Work to do ▸ Present the following entries again, word for word and in full.

-- start of Task inputs --

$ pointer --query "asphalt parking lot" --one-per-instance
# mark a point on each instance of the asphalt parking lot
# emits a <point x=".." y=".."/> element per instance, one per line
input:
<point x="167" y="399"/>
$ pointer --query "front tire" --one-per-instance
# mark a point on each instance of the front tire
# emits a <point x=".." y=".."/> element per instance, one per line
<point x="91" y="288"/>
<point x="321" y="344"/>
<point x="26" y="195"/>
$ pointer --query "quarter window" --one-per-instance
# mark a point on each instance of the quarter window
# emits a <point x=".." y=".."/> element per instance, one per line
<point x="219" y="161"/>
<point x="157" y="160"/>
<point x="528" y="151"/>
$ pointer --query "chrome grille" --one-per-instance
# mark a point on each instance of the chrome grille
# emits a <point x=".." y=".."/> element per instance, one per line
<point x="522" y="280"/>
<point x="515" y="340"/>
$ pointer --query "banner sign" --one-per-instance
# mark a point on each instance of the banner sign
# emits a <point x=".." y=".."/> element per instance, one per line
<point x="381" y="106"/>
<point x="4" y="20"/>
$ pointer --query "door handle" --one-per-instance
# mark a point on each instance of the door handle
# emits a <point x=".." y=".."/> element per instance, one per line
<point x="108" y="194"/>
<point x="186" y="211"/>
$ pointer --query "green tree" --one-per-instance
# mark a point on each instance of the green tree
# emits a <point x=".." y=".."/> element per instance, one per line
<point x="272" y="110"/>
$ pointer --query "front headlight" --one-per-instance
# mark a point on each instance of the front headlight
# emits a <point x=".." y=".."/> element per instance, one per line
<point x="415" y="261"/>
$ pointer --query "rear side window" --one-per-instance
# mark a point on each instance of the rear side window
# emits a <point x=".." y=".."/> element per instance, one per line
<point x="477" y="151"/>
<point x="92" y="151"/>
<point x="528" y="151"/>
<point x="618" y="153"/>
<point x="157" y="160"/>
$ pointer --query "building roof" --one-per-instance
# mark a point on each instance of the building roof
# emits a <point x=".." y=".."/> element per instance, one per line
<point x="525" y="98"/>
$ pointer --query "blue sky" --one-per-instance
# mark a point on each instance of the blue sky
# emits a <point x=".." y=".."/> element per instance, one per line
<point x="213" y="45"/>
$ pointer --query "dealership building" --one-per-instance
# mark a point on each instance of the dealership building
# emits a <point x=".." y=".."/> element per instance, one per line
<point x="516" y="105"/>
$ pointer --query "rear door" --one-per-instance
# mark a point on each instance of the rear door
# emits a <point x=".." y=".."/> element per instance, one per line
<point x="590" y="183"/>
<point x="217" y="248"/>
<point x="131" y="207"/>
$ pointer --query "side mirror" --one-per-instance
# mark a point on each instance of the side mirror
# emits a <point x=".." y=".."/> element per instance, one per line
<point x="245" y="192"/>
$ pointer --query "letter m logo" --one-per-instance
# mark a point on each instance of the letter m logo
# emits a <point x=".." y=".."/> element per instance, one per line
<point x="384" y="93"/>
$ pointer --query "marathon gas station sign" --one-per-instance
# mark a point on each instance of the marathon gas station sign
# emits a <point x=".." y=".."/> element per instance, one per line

-- end of Task inputs --

Finished answer ▸
$ pointer --query "asphalt parking lot" --one-per-instance
# mark a point on each instance of the asphalt parking lot
# emits a <point x=".." y=".."/> element per instance, one per line
input:
<point x="167" y="399"/>
$ pointer --query "front tire" --one-per-instance
# mark a point on each instance of the front tire
# emits a <point x=".." y=".."/> element per instance, one per line
<point x="91" y="288"/>
<point x="321" y="344"/>
<point x="26" y="195"/>
$ pointer --query "quarter window" --one-per-instance
# mark a point on each instance of the quarter window
# emits a <point x=".." y=".."/> element per instance, one per line
<point x="219" y="161"/>
<point x="157" y="160"/>
<point x="528" y="151"/>
$ pointer --query "chrome grille" --one-per-instance
# mark a point on each instance of the chrome grille
# emits a <point x=".." y=".."/> element per instance, one per line
<point x="522" y="280"/>
<point x="515" y="340"/>
$ pointer --query "banner sign" --one-per-instance
# mark a point on each instance of the banner sign
# emits a <point x=".." y=".."/> element per instance, one per line
<point x="381" y="106"/>
<point x="4" y="20"/>
$ pointer --query "door handle" --one-per-instance
# mark a point on each instance of the door handle
# emits a <point x=".." y=".."/> element per instance, one per line
<point x="108" y="194"/>
<point x="186" y="211"/>
$ pointer --query "green tree" --one-per-instance
# mark a point on each instance of the green tree
# emits a <point x=".." y=".."/> element per instance, one per line
<point x="272" y="110"/>
$ pointer --query "front headlight" --one-per-instance
# mark a point on each instance of the front headlight
# emits a <point x=".." y=".."/> element per instance, one per line
<point x="415" y="261"/>
$ pointer --query "rear side window" --one-per-instance
# mark a point on each instance of the rear side window
# emits a <point x=".." y=".."/> element per instance, one per line
<point x="477" y="151"/>
<point x="92" y="151"/>
<point x="528" y="151"/>
<point x="618" y="153"/>
<point x="157" y="160"/>
$ pointer --query "building roof" --one-per-instance
# mark a point on each instance of the building roof
# emits a <point x=".." y=".."/> element per instance, one per line
<point x="525" y="98"/>
$ pointer --query "blue sky" --one-per-instance
# mark a point on each instance of the blue sky
# emits a <point x=".." y=".."/> element per instance, one per line
<point x="213" y="45"/>
$ pointer --query "dealership building" --one-per-instance
# mark a point on each instance of the dealership building
# emits a <point x=".." y=".."/> element per instance, one per line
<point x="516" y="105"/>
$ pointer --query "rear door" --one-per-instance
# mark a point on each instance of the rear door
# emits a <point x=".." y=".."/> element per instance, one per line
<point x="590" y="183"/>
<point x="217" y="248"/>
<point x="131" y="207"/>
$ pointer --query "side mirror" --one-per-instance
# mark a point on each instance of the side mirror
# emits a <point x=".." y=".."/> element per instance, one per line
<point x="245" y="192"/>
$ pointer --query "letter m logo" --one-per-instance
# mark a point on each instance of the letter m logo
# emits a <point x=".." y=".."/> element per instance, one per line
<point x="384" y="93"/>
$ pointer --query "marathon gas station sign" --one-per-instance
# mark a point on each instance of the marathon gas station sign
# emits a <point x=".." y=".."/> element per instance, one per line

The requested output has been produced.